__WHAT NEEDS TO BE DONE__.
Wherever the string "below" appears in the records, return the line that holds it.

(INFORMATION SUPPLIED)

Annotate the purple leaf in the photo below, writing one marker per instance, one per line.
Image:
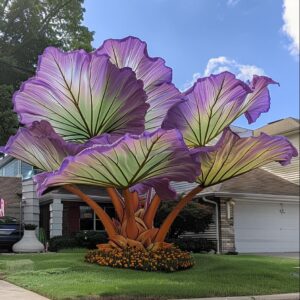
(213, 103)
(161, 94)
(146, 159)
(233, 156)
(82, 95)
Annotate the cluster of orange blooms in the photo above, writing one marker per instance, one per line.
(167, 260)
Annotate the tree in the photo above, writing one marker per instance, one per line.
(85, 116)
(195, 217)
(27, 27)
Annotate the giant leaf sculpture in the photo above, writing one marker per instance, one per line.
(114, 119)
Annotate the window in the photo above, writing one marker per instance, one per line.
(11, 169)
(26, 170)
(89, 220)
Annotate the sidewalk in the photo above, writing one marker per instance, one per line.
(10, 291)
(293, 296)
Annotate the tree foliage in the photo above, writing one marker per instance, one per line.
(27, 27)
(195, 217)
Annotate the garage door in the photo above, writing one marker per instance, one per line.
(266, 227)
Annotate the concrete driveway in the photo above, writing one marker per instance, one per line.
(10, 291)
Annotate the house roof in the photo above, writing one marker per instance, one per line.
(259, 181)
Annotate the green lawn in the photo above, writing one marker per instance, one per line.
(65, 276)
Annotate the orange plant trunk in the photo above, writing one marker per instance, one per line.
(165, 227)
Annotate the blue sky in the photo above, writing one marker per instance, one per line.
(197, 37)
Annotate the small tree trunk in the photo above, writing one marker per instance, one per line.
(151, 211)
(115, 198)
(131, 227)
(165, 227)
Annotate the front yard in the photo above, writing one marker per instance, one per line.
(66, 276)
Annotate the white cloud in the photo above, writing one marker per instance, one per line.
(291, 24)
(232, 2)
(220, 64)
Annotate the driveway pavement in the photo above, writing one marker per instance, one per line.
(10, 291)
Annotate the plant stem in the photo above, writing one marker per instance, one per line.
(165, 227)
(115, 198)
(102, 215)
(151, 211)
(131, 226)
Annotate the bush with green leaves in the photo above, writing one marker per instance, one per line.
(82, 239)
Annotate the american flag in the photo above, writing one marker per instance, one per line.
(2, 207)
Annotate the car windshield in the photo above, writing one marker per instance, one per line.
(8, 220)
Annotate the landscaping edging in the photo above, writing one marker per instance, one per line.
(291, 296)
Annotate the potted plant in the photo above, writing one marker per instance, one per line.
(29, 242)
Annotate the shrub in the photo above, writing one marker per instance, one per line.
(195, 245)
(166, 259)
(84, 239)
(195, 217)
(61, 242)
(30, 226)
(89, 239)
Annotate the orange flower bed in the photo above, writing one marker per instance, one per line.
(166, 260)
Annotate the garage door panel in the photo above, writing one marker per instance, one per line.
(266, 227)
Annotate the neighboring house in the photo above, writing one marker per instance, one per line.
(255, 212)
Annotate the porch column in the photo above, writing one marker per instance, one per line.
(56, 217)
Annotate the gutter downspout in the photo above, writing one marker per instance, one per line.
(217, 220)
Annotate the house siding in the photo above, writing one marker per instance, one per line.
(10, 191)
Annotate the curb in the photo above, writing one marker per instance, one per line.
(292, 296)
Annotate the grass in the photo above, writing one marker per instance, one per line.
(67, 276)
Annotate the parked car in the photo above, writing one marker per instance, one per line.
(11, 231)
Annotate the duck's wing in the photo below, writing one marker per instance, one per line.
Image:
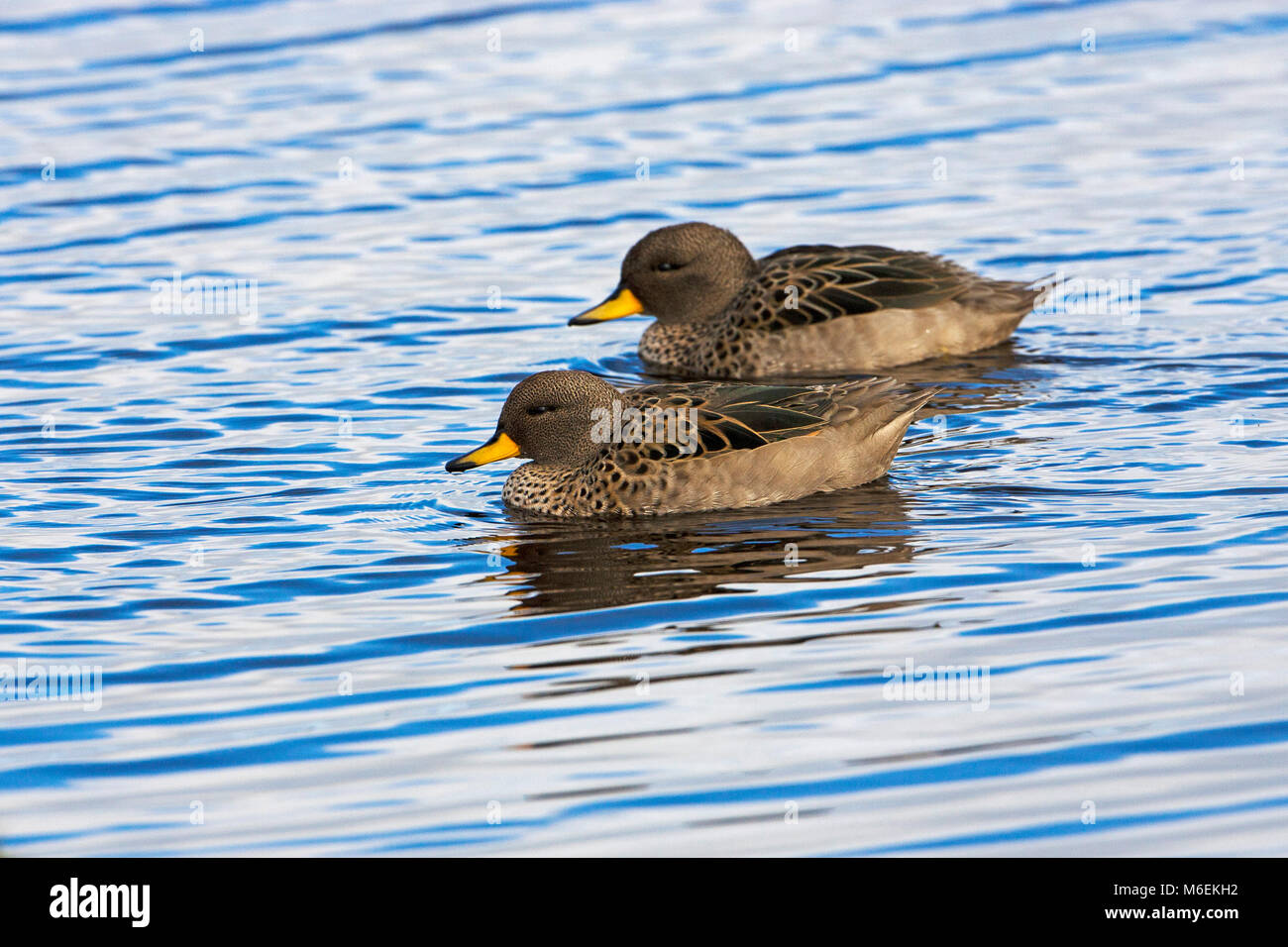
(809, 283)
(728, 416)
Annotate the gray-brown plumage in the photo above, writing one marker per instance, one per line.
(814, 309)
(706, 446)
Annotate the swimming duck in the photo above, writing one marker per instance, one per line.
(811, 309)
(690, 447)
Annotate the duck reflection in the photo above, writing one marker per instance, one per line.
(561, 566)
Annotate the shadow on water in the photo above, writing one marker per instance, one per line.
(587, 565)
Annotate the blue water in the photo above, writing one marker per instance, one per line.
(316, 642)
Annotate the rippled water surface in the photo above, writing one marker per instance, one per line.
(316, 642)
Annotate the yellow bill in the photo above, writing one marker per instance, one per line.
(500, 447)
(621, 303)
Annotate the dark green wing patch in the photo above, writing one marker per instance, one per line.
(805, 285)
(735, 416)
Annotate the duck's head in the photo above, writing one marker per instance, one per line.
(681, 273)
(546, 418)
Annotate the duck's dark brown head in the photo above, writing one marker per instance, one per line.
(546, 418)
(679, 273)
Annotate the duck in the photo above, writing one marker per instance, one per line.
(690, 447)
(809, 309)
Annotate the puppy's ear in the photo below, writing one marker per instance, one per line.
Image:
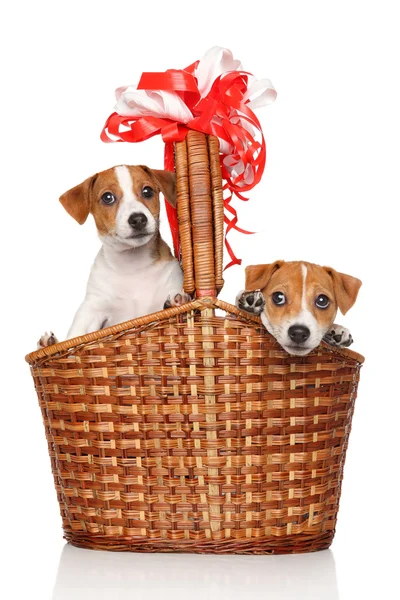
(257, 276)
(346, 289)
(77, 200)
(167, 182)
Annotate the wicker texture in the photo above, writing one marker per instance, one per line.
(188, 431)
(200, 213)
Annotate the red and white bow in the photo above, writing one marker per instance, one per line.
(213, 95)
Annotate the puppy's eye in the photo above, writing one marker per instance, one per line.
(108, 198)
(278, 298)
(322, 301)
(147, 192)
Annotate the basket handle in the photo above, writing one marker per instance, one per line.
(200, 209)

(End INFORMATION SUPPLIED)

__SOLUTION__.
Annotate the purple leaf in the photo below, writing one marker per instance, one per line.
Annotate the duck's wing in the photo below, writing one marker per instance, one per line.
Annotate the puppy's ear in the photo below, writing one marker per instance, one per line.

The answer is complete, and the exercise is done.